Engineering
Remote But Not Forgotten
We have offices on two continents and we’re growing. How do we keep everyone together?
Last week, we introduced Postlight Lebanon, our outpost in Beirut. We were able to get it up and running pretty fast, but first we had to have a lot of conversations with ourselves about how we were going to do this successfully.
This is probably obvious, but managing teams across oceans and time zones, on fast shipping cycles, can be really, really hard. We needed this expansion to be a great experience not just for us and our clients, but for the people we would be hiring. As Rich said in our last piece, we were determined to keep the quality of our work high and the culture intact, so we approached this growth with as much intention as we could.
We might never have a perfect solution, but here are a few things that are working for us, in the words of some of our remotes.
Time Zones Are a Gift
Usually I arrive at the office at 8 am Beirut time, and while drinking my Turkish coffee, I start reading whatever my colleagues in the U.S. were discussing on Slack while I was sleeping. I go through all of the channels: social discussions, #music and #watchables, #random, administrative announcements, and, finally my project-related channels. This is where I find everything that was implemented while I was asleep, what problems have cropped up, and what still needs doing. (I also have a good sense of how my New York colleagues are feeling, best represented by the heated debates in #music about whatever’s playing on the Sonos.)
Next, I make the same rounds through our issue tracking applications, primarily Jira and GitHub. By the time I’ve updated myself on everything, I have a meaningful list of what I need to work on and how to organize my time.

———

[What the task requires] Rewrite the piece on remote teams, starting with "Last week, we" and going on through "of our remotes.", with "customers" in place of "clients".

[Dataset extract]
———

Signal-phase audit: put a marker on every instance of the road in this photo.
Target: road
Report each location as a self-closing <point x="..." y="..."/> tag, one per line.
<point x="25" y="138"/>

———

[Written response]
Last week, we introduced Postlight Lebanon, our outpost in Beirut. We were able to get it up and running pretty fast, but first we had to have a lot of conversations with ourselves about how we were going to do this successfully.
This is probably obvious, but managing teams across oceans and time zones, on fast shipping cycles, can be really, really hard. We needed this expansion to be a great experience not just for us and our customers, but for the people we would be hiring. As Rich said in our last piece, we were determined to keep the quality of our work high and the culture intact, so we approached this growth with as much intention as we could.
We might never have a perfect solution, but here are a few things that are working for us, in the words of some of our remotes.